**DATA PROVIDED:**
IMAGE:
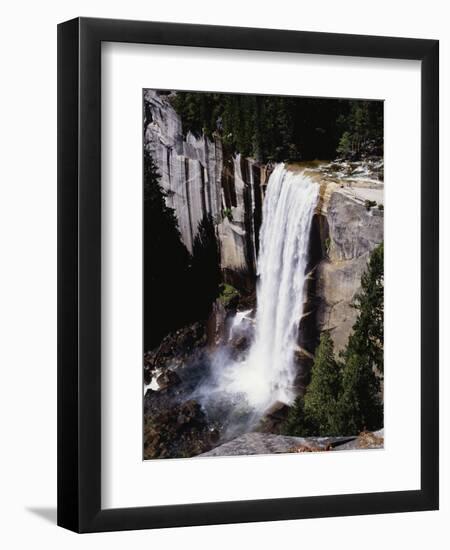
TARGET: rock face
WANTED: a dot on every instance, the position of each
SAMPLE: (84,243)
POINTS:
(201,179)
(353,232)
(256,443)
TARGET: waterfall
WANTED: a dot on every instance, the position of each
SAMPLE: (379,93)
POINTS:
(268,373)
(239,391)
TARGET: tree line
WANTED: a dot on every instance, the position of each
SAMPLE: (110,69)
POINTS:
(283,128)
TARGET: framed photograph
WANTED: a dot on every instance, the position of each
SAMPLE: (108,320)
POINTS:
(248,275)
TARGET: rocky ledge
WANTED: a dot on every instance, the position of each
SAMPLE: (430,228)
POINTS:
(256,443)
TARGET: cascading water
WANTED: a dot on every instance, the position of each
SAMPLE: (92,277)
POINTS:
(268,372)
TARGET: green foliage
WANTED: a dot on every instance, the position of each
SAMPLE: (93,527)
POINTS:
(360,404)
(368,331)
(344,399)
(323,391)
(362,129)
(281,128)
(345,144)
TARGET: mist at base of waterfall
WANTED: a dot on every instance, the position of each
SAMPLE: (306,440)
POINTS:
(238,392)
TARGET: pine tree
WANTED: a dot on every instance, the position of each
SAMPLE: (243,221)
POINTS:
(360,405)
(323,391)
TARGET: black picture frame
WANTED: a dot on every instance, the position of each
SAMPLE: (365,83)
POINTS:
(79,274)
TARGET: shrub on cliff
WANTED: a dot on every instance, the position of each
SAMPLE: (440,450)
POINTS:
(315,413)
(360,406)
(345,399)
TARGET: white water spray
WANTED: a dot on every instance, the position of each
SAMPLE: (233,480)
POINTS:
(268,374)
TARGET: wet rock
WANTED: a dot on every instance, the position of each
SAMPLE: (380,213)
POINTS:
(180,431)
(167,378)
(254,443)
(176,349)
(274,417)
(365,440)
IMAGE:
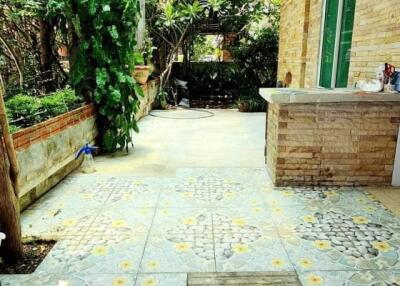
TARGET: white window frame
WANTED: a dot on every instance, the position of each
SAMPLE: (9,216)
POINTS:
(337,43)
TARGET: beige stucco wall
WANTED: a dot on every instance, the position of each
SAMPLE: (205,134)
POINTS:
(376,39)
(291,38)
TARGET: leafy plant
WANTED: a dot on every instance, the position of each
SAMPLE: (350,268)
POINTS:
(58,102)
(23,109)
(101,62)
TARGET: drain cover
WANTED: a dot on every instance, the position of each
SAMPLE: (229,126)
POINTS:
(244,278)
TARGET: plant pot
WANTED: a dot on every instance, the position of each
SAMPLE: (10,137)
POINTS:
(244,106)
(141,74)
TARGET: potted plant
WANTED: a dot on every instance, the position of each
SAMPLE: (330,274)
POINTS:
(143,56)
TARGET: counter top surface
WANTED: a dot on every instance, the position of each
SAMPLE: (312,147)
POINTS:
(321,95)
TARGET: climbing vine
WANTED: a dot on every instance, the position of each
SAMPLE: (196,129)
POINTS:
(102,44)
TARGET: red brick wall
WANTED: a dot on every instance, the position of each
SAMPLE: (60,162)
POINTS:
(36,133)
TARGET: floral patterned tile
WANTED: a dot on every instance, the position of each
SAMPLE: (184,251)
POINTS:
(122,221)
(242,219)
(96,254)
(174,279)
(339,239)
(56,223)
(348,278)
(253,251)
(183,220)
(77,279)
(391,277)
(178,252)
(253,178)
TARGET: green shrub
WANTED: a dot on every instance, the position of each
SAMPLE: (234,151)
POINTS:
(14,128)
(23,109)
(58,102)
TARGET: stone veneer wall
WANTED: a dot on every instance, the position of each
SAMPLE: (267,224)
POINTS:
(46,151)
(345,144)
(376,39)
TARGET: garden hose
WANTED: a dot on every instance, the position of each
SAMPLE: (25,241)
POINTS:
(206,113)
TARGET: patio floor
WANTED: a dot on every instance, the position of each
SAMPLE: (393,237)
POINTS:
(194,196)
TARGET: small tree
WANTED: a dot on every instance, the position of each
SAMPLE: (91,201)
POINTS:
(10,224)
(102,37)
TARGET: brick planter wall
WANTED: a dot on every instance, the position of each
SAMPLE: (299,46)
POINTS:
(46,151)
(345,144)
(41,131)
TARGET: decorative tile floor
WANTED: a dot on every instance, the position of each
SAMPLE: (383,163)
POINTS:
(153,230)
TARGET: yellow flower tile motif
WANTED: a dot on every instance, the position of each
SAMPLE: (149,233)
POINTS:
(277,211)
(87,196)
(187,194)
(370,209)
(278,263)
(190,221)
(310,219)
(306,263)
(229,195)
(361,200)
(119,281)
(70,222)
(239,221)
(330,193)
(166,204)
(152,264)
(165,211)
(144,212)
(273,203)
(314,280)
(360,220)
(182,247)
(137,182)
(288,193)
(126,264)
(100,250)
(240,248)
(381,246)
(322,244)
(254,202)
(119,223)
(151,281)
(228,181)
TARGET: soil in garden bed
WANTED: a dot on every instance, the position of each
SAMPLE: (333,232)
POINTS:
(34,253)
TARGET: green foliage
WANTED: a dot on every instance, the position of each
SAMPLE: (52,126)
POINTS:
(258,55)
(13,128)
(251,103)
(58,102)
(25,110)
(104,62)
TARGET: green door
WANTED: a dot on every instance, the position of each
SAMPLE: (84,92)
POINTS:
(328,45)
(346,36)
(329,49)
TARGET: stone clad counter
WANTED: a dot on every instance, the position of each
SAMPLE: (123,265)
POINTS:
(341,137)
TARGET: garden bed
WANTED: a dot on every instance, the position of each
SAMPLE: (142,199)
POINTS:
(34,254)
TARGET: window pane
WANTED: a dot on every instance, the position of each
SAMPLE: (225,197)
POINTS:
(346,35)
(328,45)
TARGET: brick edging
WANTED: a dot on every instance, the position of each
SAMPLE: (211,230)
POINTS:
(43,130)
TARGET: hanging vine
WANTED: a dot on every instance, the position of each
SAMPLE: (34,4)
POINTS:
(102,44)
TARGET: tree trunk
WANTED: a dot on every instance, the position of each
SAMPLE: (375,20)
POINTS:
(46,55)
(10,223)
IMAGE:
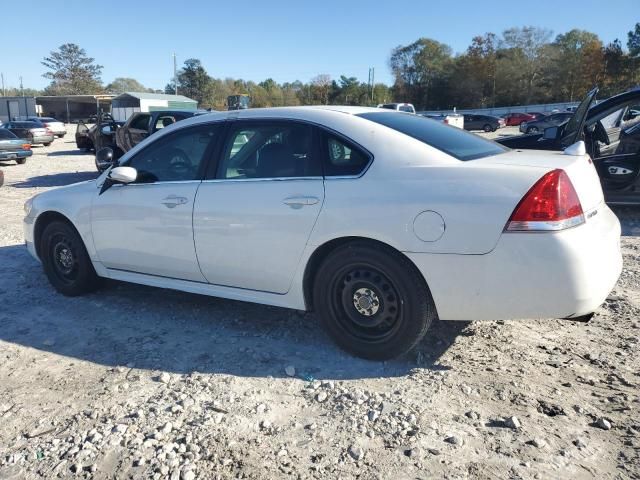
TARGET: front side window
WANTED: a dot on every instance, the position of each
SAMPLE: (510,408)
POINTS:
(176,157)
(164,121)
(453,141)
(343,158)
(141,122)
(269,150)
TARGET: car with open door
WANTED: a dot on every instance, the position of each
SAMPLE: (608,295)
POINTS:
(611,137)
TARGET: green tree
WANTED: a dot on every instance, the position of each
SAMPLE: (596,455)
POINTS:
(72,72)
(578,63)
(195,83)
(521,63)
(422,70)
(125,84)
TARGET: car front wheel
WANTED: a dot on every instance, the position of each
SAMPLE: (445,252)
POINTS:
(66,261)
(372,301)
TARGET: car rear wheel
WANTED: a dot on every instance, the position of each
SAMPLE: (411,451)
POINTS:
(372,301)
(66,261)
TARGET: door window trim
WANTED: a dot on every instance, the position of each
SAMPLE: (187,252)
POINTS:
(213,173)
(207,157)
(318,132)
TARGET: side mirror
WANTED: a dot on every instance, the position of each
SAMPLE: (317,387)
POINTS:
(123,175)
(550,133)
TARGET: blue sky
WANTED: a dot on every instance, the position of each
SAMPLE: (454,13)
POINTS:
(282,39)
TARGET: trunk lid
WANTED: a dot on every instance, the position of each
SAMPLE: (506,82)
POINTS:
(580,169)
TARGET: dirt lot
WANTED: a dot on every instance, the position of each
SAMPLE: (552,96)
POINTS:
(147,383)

**STATED TASK:**
Rewrite all of the entries above, swapping "a dot" for "a marker" wherever it occurs and leaving everything else unchanged. Omit the pictures.

**RESULT FOR THIS EXERCISE:**
IMAGE:
TARGET: rock face
WANTED: a marker on every instance, the position of each
SAMPLE: (84,243)
POINTS:
(201,179)
(353,232)
(256,443)
TARGET: waterfall
WANTED: a marker on every instance, the position of each
SAMPLE: (379,93)
POINTS:
(268,373)
(239,391)
TARGET: tree line
WANTED: a marker on every instance, the position of each
SAMPLE: (110,69)
POINTS:
(283,128)
TARGET: framed photograph
WANTED: a marker on every instance, the position of each
SAMPLE: (108,320)
POINTS:
(248,275)
TARGET: rocky ledge
WANTED: a marker on every instance, the position of each
SAMPLE: (430,228)
POINTS:
(256,443)
TARGET: cascading water
WANTED: a marker on every instance, the position of each
SAMPLE: (92,277)
POINTS:
(268,372)
TARGET: green foliage
WANTED: a marker on every instance, the position of each
SAMPLE: (93,527)
POINTS:
(360,404)
(368,331)
(344,399)
(323,391)
(362,129)
(281,128)
(345,144)
TARGET: mist at base of waterfall
WANTED: a marker on every instance, the position of each
SAMPLE: (306,440)
POINTS:
(238,392)
TARGET: pine tree
WANTED: a marker on every instance, the position of each
SAMPLE: (243,221)
POINTS:
(360,405)
(323,391)
TARGET: black picture frame
WANTED: a marker on every instance, the position of each
SAMPLE: (365,83)
POINTS:
(79,274)
TARGET: shrub on cliff
WANTED: a marker on every instance, the position of each
SAMPLE: (440,450)
POINTS:
(315,413)
(360,406)
(345,399)
TARGET: white water spray
WANTED: a marker on every instance, the position of each
SAMPLE: (233,480)
POINTS:
(268,374)
TARGET: wet rock
WANTED: a marker on every instance, the position of each
SAMPLE: (380,213)
POINTS:
(180,431)
(167,378)
(254,443)
(176,349)
(274,417)
(365,440)
IMAGE:
TARGET: white window frame
WANTED: a marker on every instance, the position of each
SAMPLE: (9,216)
POINTS:
(337,43)
TARGET: beige stucco wall
WANTED: a marker on every instance, the position of each
SAMPLE: (205,134)
POINTS:
(376,39)
(291,38)
TARGET: leafy plant
WANTED: a marker on every instance, the position of each
SAMPLE: (350,268)
POINTS:
(58,102)
(23,109)
(101,62)
TARGET: drain cover
WANTED: a marker on every instance, the position of each
SAMPLE: (229,126)
POINTS:
(244,278)
TARGET: plant pot
WANTED: a marker on every instance, the position of each
SAMPLE: (10,137)
POINTS:
(244,106)
(141,74)
TARGET: potted plant
WANTED: a marker on every instance, the position of each
SAMPLE: (330,274)
POINTS:
(143,56)
TARGET: counter top surface
WANTED: a marker on every instance, the position of each
SAMPLE: (312,147)
POINTS:
(321,95)
TARGET: climbing vine
WANTED: a marker on every instance, the position of each
SAMPLE: (196,129)
POINTS:
(102,44)
TARGET: red brick wall
WANTED: a marker on every instance, the position of each
SAMPLE: (60,162)
POINTS:
(36,133)
TARGET: floral patterned tile
WANTED: a marker on every instance, the position of each
SAMPLE: (184,251)
POINTS:
(122,221)
(242,219)
(96,254)
(174,279)
(339,239)
(56,223)
(348,278)
(253,251)
(183,220)
(77,279)
(391,277)
(178,252)
(253,178)
TARGET: green shrub
WANTED: a marker on every instance, the position of each
SAMPLE: (234,151)
POINTS:
(14,128)
(23,109)
(58,102)
TARGET: stone veneer wall
WANTED: a marker on every instance, the position of each
SAMPLE: (267,224)
POINTS:
(46,151)
(345,144)
(376,39)
TARGET: garden hose
WANTED: a marker on every instance, the position of each
SAMPLE: (25,241)
POINTS:
(206,113)
TARGET: patio floor
WANTED: a marker on every instance, the position of each
SAMPLE: (393,237)
POINTS:
(194,196)
TARGET: small tree
WANTED: a marker on every instance, the position of each
SAMPLE: (91,201)
POINTS:
(10,224)
(102,37)
TARGET: brick planter wall
WANTED: a marker on every instance, the position of each
SAMPLE: (299,46)
POINTS:
(46,151)
(345,144)
(41,131)
TARGET: decorative tile floor
WANTED: a marker on every instance, the position of each
SAMPLE: (383,163)
POINTS:
(153,230)
TARGET: yellow flower tile motif
WANTED: a marker on every instance, the position of each
SAMPLE: (149,233)
POINTS:
(277,211)
(87,196)
(187,194)
(370,209)
(278,263)
(190,221)
(310,219)
(306,263)
(229,195)
(361,200)
(119,281)
(70,222)
(239,221)
(330,193)
(166,204)
(152,264)
(165,211)
(144,212)
(273,203)
(314,280)
(360,220)
(182,247)
(137,182)
(288,193)
(126,264)
(100,250)
(240,248)
(381,246)
(322,244)
(254,202)
(119,223)
(151,281)
(228,181)
TARGET: soil in garden bed
WANTED: a marker on every instance, the position of each
SAMPLE: (333,232)
POINTS:
(34,253)
TARGET: green foliage
WANTED: a marker on every instance, the position of each
SAMPLE: (52,126)
POINTS:
(258,55)
(13,128)
(251,103)
(58,102)
(25,110)
(104,62)
TARGET: green door
WANTED: a marker on every instance, the position of each
SAMPLE: (84,92)
POINTS:
(328,45)
(346,36)
(329,49)
TARGET: stone clad counter
WANTED: a marker on every instance, the position of each
SAMPLE: (123,265)
POINTS:
(341,137)
TARGET: garden bed
WANTED: a marker on every instance, the position of each
SAMPLE: (142,199)
POINTS:
(34,254)
TARGET: window pane
WANTED: a marker on every instance, the position of each
SAMPLE: (225,197)
POINTS:
(346,35)
(328,45)
TARGET: brick edging
WANTED: a marker on every instance, the position of each
SAMPLE: (211,230)
POINTS:
(43,130)
TARGET: hanging vine
WANTED: a marker on every instance, the position of each
SAMPLE: (34,4)
POINTS:
(102,44)
TARGET: tree trunk
WANTED: a marker on every instance, the position of each
SAMPLE: (375,20)
POINTS:
(46,55)
(10,223)
IMAGE:
TARGET: front side window
WANTED: a marker on every instance, the position of each
SAMPLE: (510,408)
POINTS:
(176,157)
(164,121)
(453,141)
(343,158)
(141,122)
(269,150)
TARGET: car with open door
WANTED: a marker on every instance, the position of each
SAMPLE: (608,295)
POINTS:
(611,137)
TARGET: green tree
WANTED: a marker on every instance, the position of each
SAMPLE: (596,455)
POINTS:
(72,72)
(578,63)
(195,83)
(521,63)
(422,70)
(125,84)
TARGET: car front wheel
WANTED: a marker on every instance, the position of each
SAMPLE: (445,252)
POINTS:
(66,261)
(372,301)
TARGET: car rear wheel
WANTED: a marker on every instance, the position of each
SAMPLE: (411,451)
POINTS:
(372,301)
(66,261)
TARGET: door window trim
WANTED: a marker on every instance, the position of each
SAMPLE: (187,252)
POINTS:
(213,173)
(207,157)
(318,132)
TARGET: side mirror
WANTED: a marker on every instance, the position of each
SAMPLE: (317,387)
POINTS:
(123,175)
(550,133)
TARGET: blue sky
WANTED: a marker on every instance, the position of each
SAMPLE: (454,13)
POINTS:
(282,39)
TARGET: trunk lid
WANTED: a marker on every instance, the position of each
SAMPLE: (506,82)
POINTS:
(580,169)
TARGET: dirt lot
WANTED: a marker on every instance, the position of each
SAMPLE: (552,96)
POINTS:
(147,383)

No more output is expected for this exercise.